>> Start

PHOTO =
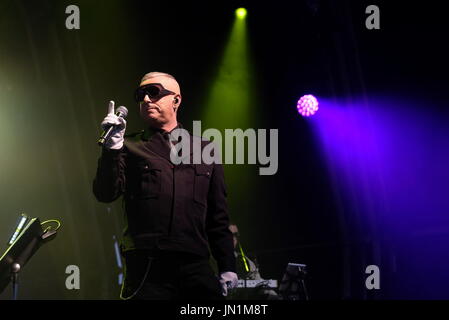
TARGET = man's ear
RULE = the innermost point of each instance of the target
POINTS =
(177, 101)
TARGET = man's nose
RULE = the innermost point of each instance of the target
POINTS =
(147, 99)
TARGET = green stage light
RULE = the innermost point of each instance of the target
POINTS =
(241, 13)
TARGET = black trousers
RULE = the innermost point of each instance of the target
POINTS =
(169, 276)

>> End

_Stated task_
Rewrite every line of the items above as a numbered list, skipping blank lines. Leave the pictures out of your answer.

_Result of this exercise_
1. PHOTO =
2. TARGET = man's ear
3. RULE = the innermost point of each instance of the target
4. POINTS =
5. (177, 101)
6. TARGET = man's nose
7. RULE = the innermost point of each instance of the target
8. POINTS =
9. (147, 99)
10. TARGET = green stage light
11. RULE = the innermost point of each instance of the target
12. POINTS =
13. (241, 13)
14. TARGET = black trousers
15. RULE = the innermost point of each instance of the target
16. POINTS =
17. (169, 276)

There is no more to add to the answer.